▶ **Problem statement**
Reproduce everything from the line containing "locate the ceiling." down to the end of the data, swapping "partially occluded" for "partly hidden" and leaving all else unchanged.

▶ **Extracted entries**

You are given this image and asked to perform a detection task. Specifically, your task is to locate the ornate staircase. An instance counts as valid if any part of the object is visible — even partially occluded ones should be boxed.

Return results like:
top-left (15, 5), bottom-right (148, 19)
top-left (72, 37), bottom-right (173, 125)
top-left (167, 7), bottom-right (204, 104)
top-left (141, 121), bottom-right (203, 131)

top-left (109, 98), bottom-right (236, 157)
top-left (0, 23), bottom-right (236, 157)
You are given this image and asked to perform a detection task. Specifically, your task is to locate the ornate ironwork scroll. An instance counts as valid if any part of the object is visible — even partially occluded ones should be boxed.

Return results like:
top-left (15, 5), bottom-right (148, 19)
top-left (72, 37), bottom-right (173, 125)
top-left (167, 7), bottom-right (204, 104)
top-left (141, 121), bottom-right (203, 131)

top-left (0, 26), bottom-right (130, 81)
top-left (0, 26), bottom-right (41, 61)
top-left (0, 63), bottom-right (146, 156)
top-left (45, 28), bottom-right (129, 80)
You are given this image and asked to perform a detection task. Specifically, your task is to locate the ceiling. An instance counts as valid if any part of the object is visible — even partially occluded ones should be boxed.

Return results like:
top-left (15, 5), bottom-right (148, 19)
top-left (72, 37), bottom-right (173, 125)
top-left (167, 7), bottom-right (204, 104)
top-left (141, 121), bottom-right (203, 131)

▶ **Exercise answer**
You are given this image and asked to perform a detection task. Specifically, your task is to locate the ceiling. An instance counts as valid if any part of the object is visible — even partly hidden ones should be boxed.

Return results like:
top-left (15, 5), bottom-right (148, 19)
top-left (72, 37), bottom-right (173, 125)
top-left (167, 7), bottom-right (204, 104)
top-left (141, 121), bottom-right (203, 131)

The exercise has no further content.